[Natural-language object grounding data]
*** Block opens ***

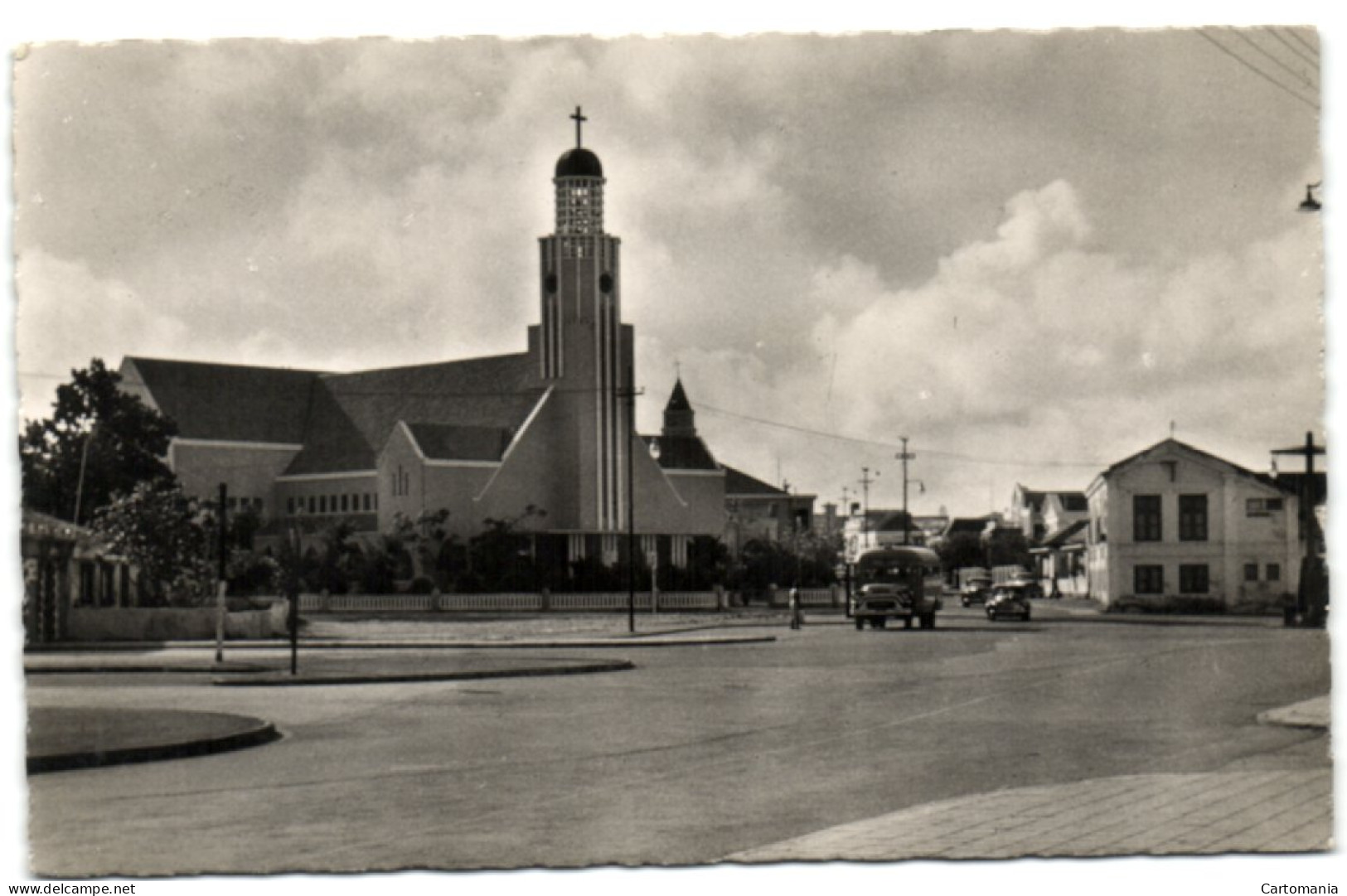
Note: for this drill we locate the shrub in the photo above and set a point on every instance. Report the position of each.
(420, 585)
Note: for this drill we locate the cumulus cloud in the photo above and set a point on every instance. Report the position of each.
(986, 243)
(1030, 346)
(66, 317)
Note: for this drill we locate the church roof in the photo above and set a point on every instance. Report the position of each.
(439, 442)
(457, 409)
(739, 482)
(353, 414)
(678, 399)
(230, 402)
(683, 453)
(579, 163)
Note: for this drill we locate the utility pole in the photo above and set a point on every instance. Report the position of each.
(221, 585)
(293, 597)
(907, 521)
(865, 506)
(629, 395)
(1312, 600)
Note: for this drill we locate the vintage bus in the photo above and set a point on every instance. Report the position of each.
(898, 583)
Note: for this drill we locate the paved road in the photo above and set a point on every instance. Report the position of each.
(696, 755)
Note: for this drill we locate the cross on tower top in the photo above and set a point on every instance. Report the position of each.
(578, 119)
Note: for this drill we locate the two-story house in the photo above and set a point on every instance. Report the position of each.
(1176, 521)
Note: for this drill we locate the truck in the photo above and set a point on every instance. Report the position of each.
(900, 583)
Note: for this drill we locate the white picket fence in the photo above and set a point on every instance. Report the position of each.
(502, 603)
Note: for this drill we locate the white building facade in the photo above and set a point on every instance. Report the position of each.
(1174, 521)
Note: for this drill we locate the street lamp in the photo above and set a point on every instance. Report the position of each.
(1311, 204)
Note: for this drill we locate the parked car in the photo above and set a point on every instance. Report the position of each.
(976, 590)
(1009, 600)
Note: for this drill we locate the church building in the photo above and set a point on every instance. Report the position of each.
(482, 438)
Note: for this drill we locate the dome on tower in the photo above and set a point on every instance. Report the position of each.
(578, 163)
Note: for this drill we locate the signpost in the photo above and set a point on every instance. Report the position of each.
(221, 586)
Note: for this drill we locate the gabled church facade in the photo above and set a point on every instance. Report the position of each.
(482, 438)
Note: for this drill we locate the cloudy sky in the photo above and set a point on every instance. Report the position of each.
(1030, 254)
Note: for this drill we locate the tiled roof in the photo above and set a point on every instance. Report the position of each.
(894, 523)
(973, 525)
(439, 442)
(739, 484)
(353, 414)
(344, 419)
(230, 402)
(1238, 469)
(1073, 501)
(1068, 532)
(683, 453)
(1032, 499)
(1293, 482)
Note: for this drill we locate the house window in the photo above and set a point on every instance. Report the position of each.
(1262, 506)
(1194, 579)
(1148, 579)
(1192, 518)
(1146, 518)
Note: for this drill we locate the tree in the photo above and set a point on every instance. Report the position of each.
(426, 540)
(500, 555)
(168, 536)
(97, 442)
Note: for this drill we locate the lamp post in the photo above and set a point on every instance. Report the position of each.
(1311, 204)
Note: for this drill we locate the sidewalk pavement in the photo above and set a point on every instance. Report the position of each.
(65, 739)
(318, 667)
(627, 642)
(1190, 814)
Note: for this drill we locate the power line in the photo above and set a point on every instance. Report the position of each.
(1292, 47)
(952, 456)
(1257, 70)
(1276, 61)
(1303, 42)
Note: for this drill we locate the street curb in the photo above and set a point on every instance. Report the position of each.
(329, 644)
(254, 736)
(143, 670)
(280, 680)
(1314, 713)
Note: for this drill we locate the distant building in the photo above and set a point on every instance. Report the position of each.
(488, 437)
(66, 568)
(760, 511)
(879, 529)
(1060, 561)
(1039, 512)
(1176, 521)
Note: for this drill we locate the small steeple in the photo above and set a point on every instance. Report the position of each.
(678, 413)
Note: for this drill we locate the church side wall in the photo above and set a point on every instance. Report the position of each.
(705, 496)
(539, 471)
(247, 472)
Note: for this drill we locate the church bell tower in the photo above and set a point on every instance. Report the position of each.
(584, 348)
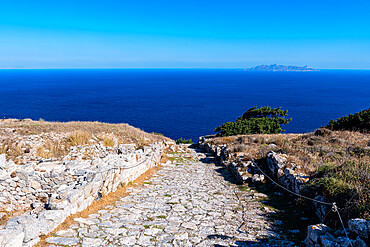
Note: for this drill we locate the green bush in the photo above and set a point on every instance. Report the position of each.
(347, 185)
(184, 141)
(359, 121)
(263, 120)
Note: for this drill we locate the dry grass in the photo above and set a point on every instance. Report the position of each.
(337, 161)
(69, 134)
(79, 137)
(309, 151)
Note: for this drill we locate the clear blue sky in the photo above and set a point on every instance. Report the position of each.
(203, 34)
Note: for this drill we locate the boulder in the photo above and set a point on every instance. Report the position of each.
(361, 227)
(11, 238)
(313, 234)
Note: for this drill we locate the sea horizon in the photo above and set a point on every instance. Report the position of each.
(178, 103)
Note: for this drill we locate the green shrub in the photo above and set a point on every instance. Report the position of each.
(359, 121)
(264, 120)
(347, 185)
(184, 141)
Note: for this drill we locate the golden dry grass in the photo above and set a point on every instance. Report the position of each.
(69, 134)
(310, 150)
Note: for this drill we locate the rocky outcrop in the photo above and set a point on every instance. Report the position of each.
(56, 190)
(289, 176)
(322, 235)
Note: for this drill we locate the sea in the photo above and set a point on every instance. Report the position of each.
(185, 103)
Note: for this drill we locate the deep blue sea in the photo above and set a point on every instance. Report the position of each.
(181, 102)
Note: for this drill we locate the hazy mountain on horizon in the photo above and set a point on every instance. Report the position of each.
(277, 67)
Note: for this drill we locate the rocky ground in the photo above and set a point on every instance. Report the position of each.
(188, 202)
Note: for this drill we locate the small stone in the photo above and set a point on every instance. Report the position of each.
(182, 236)
(62, 241)
(85, 221)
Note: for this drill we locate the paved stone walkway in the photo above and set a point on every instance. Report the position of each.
(186, 203)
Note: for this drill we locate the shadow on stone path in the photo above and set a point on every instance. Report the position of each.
(189, 202)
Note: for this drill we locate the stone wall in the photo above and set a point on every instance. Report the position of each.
(288, 175)
(57, 190)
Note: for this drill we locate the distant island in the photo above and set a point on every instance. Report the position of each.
(277, 67)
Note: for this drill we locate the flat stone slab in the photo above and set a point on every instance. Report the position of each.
(185, 203)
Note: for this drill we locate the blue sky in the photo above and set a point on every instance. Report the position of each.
(195, 34)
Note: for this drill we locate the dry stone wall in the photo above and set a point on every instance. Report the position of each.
(288, 175)
(56, 190)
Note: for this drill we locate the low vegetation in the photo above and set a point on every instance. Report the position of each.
(184, 141)
(42, 139)
(263, 120)
(337, 158)
(359, 121)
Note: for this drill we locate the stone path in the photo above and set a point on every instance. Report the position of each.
(186, 203)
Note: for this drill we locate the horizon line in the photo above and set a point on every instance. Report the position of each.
(61, 68)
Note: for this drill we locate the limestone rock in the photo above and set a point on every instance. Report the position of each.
(361, 227)
(11, 238)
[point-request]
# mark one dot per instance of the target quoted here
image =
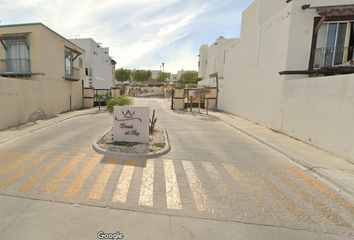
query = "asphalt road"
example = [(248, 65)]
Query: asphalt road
[(216, 183)]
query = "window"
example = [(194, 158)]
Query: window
[(335, 44), (17, 57), (69, 66)]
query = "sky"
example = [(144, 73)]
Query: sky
[(140, 34)]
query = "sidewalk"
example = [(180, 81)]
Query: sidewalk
[(338, 172), (14, 133)]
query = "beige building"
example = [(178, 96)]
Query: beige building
[(292, 70), (41, 74)]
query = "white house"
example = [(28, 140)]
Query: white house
[(292, 70), (211, 65), (98, 64)]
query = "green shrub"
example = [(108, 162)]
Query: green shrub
[(123, 100)]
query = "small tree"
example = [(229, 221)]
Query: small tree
[(188, 78), (122, 100)]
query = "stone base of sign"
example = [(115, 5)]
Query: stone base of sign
[(158, 145)]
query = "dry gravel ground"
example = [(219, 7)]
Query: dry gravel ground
[(156, 143)]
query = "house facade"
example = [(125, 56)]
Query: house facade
[(41, 74), (99, 74), (292, 70)]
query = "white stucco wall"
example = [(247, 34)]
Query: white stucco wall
[(26, 99), (99, 60), (252, 84)]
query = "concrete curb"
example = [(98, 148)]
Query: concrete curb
[(160, 153), (296, 159), (27, 132)]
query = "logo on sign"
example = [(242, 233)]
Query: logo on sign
[(128, 116)]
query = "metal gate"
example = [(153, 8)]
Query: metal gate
[(101, 96)]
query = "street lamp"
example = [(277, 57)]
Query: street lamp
[(163, 76)]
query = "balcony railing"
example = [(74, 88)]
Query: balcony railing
[(72, 73), (332, 57), (16, 65)]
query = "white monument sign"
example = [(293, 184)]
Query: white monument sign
[(131, 124)]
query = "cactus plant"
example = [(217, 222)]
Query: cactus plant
[(152, 121)]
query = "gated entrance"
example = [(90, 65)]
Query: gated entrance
[(101, 96)]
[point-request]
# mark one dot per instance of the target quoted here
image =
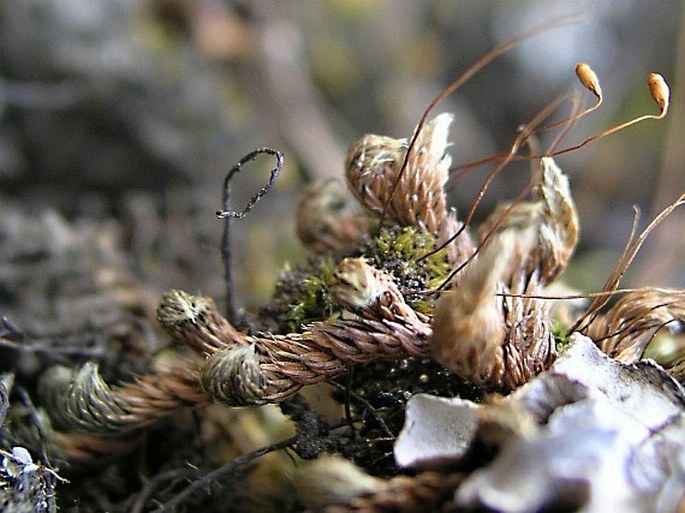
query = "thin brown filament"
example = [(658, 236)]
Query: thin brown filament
[(606, 133), (527, 130), (466, 76), (588, 295), (492, 230), (632, 247)]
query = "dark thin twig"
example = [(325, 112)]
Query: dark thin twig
[(222, 472), (367, 404), (154, 483), (228, 214)]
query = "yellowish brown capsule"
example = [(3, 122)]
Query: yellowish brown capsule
[(588, 79), (659, 91)]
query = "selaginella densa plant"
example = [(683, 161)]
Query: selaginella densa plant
[(393, 273)]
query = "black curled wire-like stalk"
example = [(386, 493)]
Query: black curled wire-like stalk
[(227, 215)]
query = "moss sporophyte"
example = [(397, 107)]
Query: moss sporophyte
[(393, 275)]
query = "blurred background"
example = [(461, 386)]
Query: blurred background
[(120, 118)]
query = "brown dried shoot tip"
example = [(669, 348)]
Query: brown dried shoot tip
[(660, 91), (234, 377), (589, 80), (328, 219), (468, 326)]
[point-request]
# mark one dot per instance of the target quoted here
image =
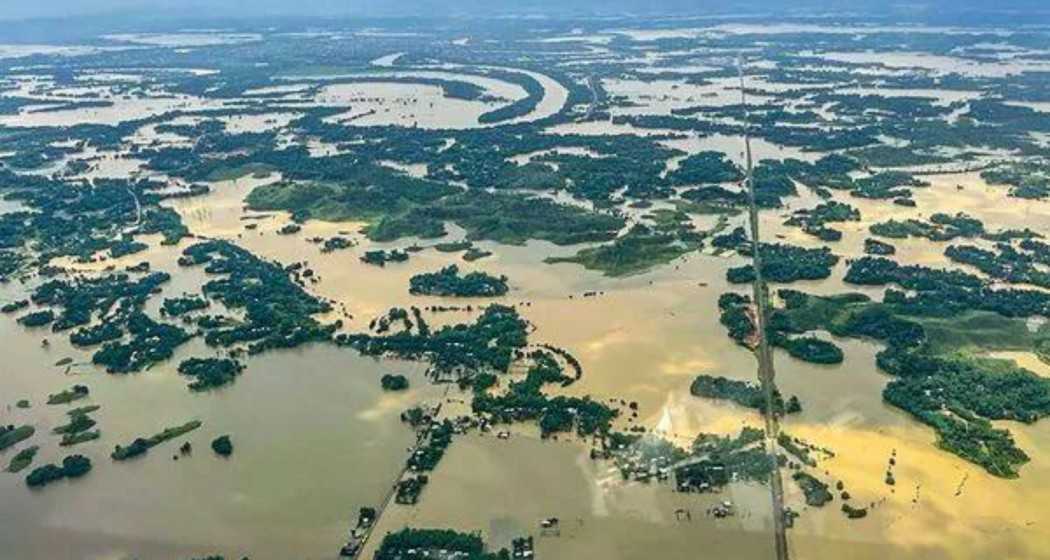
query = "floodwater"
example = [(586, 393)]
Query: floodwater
[(316, 438)]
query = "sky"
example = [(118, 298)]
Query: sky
[(160, 8)]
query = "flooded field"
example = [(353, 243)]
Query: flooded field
[(601, 174)]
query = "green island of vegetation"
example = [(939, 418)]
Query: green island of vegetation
[(76, 392), (411, 542), (721, 459), (277, 310), (22, 459), (785, 264), (448, 282), (210, 373), (394, 382), (140, 446), (223, 446), (637, 250), (72, 467), (936, 377), (742, 393)]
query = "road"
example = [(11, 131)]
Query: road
[(767, 373)]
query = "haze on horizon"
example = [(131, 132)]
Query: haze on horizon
[(160, 9)]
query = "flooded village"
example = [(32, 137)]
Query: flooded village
[(485, 289)]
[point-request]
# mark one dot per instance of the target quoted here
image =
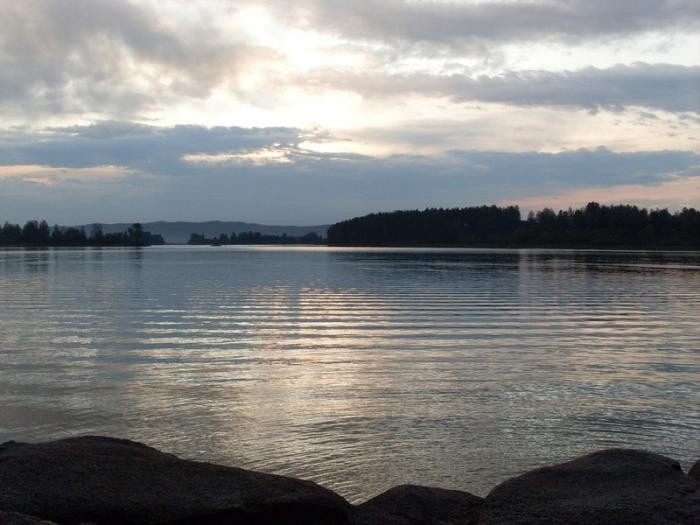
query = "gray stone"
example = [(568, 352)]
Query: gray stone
[(15, 518), (112, 481), (608, 487), (415, 505), (694, 471)]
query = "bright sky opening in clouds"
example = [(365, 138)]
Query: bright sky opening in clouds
[(312, 111)]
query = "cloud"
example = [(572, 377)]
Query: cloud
[(309, 187), (456, 23), (675, 193), (108, 56), (668, 87)]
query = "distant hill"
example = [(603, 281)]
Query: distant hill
[(179, 232)]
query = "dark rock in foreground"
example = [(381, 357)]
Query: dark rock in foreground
[(15, 518), (695, 471), (105, 481), (608, 487), (111, 481), (413, 505)]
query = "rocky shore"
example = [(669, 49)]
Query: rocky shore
[(100, 480)]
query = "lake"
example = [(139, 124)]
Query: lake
[(357, 368)]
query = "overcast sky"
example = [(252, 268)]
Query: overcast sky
[(312, 111)]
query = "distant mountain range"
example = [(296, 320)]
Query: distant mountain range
[(179, 232)]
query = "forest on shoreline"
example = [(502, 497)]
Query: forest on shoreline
[(38, 233), (254, 238), (594, 225)]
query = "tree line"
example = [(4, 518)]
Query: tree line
[(255, 238), (38, 233), (593, 225)]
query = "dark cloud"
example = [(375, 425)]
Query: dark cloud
[(310, 188), (661, 86), (462, 22)]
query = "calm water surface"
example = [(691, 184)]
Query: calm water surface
[(359, 369)]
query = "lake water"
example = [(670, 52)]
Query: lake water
[(357, 368)]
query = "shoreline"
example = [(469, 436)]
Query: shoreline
[(104, 480)]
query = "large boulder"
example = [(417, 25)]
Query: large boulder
[(113, 481), (414, 505), (694, 471), (612, 487)]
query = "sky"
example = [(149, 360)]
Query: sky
[(313, 111)]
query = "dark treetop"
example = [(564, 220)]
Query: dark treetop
[(594, 225), (35, 233)]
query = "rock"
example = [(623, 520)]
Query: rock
[(113, 481), (15, 518), (608, 487), (414, 505), (694, 471)]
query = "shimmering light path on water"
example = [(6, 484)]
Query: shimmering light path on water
[(360, 369)]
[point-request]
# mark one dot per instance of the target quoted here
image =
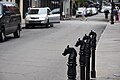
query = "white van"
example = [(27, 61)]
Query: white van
[(41, 16)]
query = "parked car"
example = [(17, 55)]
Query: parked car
[(81, 11), (55, 11), (10, 20), (41, 16)]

*** Block closes ***

§ **The problem**
Starting with the line that contains "example = [(381, 357)]", give the lines again exactly as they appear through the last line of the data, pictures excluded.

§ **Solution for this task**
example = [(381, 357)]
Query: dark rock in foreground
[(15, 518), (695, 471), (105, 481), (608, 487), (111, 481), (413, 505)]
query = "rocky shore"
example = [(669, 49)]
Query: rocky shore
[(100, 480)]
query = "lake"
example = [(139, 124)]
Query: lake
[(357, 368)]
query = "overcast sky"
example = [(252, 268)]
Query: overcast sky
[(312, 111)]
query = "distant mountain range"
example = [(296, 320)]
Query: distant mountain range
[(179, 232)]
query = "forest on shoreline"
example = [(502, 497)]
Query: forest on shoreline
[(38, 233), (254, 238), (594, 225)]
query = "tree line"
example = [(4, 518)]
Query: tree line
[(255, 238), (38, 233), (593, 225)]
query = "dark cloud"
example = [(375, 425)]
Query: dark cloud
[(310, 188), (661, 86), (462, 22)]
query = "calm water surface"
example = [(691, 184)]
Query: calm water surface
[(359, 369)]
query = "lake water"
example = [(670, 52)]
Query: lake water
[(357, 368)]
query = "shoreline"
example = [(469, 436)]
Query: shoreline
[(104, 480)]
query = "large boulder"
example = [(417, 25)]
Query: large boulder
[(113, 481), (414, 505), (694, 471), (612, 487)]
query = "sky"
example = [(149, 360)]
Query: sky
[(313, 111)]
query = "dark treetop"
example = [(564, 220)]
Query: dark treetop
[(594, 225), (35, 233)]
query = "rock"
example = [(623, 520)]
Query: rock
[(113, 481), (15, 518), (608, 487), (414, 505), (694, 471)]
query = "shimmering light path on water"
example = [(6, 484)]
Query: shimmering light path on water
[(360, 369)]
[point-request]
# mark one dot per instance of the target quoted here
image =
query = "white van"
example = [(27, 61)]
Query: white van
[(41, 16)]
query = "parked car"
example = [(17, 55)]
Query: parked car
[(81, 11), (55, 11), (10, 20), (41, 16)]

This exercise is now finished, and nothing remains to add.